C’est une avancée dans le bras de fer qui oppose depuis juin les centres de santé de Villejuif (Val-de-Marne) à leur municipalité. La cause du conflit ? Le refus de la commune de leur verser la prime dite « Coquerel », du nom du député Éric Coquerel (LFI) qui avait permis la création de cette subvention exceptionnelle de huit millions d’euros, à la faveur d’un amendement à la loi de finances rectificative pour 2022. Initialement, la dotation pour chaque centre de santé municipal devait être de 2538 € par équivalent temps plein (ETP) – qu’il soit administratif, paramédical ou médical.

Données de localisation de points:
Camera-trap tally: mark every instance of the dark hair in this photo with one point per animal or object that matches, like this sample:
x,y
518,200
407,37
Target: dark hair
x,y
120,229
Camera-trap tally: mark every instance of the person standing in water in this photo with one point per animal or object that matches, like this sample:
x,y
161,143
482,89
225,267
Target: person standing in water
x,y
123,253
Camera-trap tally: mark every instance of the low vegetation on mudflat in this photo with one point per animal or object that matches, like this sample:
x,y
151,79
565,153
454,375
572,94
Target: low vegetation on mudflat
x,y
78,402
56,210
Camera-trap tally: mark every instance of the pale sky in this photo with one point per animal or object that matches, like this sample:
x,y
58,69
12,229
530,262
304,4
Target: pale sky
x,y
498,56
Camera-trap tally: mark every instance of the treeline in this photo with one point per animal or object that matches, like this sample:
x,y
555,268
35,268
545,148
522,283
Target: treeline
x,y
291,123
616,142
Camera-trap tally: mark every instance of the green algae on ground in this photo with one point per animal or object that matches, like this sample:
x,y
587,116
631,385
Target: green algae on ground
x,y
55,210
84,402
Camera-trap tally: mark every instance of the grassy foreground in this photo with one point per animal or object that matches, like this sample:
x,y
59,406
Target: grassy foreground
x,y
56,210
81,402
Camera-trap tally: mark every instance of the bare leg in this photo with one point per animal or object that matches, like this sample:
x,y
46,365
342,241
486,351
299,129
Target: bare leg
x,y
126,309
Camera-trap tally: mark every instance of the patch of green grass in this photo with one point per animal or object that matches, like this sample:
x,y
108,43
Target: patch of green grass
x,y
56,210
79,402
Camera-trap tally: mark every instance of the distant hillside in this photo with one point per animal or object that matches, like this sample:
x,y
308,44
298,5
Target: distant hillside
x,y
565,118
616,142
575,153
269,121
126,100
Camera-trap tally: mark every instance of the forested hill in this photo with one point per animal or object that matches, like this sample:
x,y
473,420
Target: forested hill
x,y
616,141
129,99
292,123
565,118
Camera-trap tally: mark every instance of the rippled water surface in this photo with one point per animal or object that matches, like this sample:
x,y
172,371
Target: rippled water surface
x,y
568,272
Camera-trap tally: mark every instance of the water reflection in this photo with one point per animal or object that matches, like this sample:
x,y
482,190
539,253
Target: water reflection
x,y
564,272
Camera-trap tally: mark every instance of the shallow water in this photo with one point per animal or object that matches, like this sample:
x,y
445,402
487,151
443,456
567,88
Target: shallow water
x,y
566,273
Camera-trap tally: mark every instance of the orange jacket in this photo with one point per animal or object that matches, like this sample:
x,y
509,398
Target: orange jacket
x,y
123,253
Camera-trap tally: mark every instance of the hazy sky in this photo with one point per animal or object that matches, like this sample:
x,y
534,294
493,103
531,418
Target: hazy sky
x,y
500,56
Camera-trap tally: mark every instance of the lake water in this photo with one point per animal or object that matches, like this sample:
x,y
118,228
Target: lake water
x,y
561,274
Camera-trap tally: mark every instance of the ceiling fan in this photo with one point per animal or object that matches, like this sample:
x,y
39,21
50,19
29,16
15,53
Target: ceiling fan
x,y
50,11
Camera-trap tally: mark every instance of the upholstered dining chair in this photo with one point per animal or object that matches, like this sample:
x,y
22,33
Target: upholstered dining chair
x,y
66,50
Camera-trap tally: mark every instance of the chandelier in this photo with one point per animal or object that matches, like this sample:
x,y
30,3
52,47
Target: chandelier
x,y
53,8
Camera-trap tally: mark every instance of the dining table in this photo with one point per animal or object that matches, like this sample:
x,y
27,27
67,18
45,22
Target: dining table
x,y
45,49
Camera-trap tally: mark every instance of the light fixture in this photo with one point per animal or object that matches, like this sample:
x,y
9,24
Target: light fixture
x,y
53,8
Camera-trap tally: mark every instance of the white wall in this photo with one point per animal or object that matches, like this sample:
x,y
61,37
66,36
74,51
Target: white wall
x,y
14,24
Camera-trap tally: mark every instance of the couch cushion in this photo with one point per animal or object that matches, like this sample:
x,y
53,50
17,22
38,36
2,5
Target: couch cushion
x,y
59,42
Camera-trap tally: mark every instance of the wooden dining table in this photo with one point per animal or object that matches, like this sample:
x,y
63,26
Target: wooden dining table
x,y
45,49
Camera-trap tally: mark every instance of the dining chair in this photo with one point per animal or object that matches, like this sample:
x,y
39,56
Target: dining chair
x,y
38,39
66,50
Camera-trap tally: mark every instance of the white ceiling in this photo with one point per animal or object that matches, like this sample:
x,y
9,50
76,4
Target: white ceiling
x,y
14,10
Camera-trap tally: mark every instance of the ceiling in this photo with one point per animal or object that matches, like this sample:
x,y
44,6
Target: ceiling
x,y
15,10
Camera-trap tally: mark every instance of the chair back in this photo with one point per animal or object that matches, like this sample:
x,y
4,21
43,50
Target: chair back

==

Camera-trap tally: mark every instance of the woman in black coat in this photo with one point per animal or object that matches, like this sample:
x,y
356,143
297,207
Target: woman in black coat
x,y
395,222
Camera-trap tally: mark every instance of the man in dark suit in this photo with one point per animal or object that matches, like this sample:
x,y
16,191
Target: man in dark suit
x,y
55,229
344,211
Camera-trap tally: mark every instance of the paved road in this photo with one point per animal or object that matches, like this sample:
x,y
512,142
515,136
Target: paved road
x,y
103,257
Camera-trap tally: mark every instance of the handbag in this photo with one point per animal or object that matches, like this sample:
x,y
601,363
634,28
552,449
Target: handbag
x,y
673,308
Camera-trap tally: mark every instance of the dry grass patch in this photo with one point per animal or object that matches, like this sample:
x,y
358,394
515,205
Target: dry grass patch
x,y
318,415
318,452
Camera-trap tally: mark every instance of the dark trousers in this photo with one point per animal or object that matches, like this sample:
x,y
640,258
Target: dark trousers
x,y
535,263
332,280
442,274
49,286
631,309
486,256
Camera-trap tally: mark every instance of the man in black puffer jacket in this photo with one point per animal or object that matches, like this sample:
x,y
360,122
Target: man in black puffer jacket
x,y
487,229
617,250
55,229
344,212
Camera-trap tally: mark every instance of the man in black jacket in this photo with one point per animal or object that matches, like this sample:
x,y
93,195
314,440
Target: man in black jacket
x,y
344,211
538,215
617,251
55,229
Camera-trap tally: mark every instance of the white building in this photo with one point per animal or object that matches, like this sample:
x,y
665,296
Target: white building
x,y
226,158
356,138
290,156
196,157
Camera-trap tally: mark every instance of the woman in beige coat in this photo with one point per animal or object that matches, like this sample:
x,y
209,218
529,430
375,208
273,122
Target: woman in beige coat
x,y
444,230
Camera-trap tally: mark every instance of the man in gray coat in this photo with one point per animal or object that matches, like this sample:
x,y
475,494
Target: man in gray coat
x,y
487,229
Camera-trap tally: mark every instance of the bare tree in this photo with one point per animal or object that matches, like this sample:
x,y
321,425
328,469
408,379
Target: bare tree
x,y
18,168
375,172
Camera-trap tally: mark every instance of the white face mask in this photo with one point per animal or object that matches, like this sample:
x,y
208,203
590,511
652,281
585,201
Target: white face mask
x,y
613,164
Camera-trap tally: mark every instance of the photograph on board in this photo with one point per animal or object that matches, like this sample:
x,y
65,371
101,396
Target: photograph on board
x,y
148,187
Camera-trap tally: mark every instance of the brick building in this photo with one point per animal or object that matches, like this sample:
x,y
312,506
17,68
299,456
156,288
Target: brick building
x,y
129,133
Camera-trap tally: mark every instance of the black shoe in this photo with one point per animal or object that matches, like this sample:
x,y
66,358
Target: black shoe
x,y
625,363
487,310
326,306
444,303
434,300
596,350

But de l'exercice: Dites si chacune des affirmations (a), (b) et (c) est d'accord avec le texte sur les centres de santé de Villejuif : répondez oui ou non et citez les mots du texte qui le prouvent. (a) Le conflit entre les centres de santé et la municipalité dure depuis juin. (b) La subvention exceptionnelle s'élevait à dix millions d'euros. (c) La dotation par équivalent temps plein ne concernait que le personnel médical.

Résultat de l'exercice:
(a) Oui : « depuis juin ».
(b) Non : « huit millions d’euros ».
(c) Non : « qu’il soit administratif, paramédical ou médical ».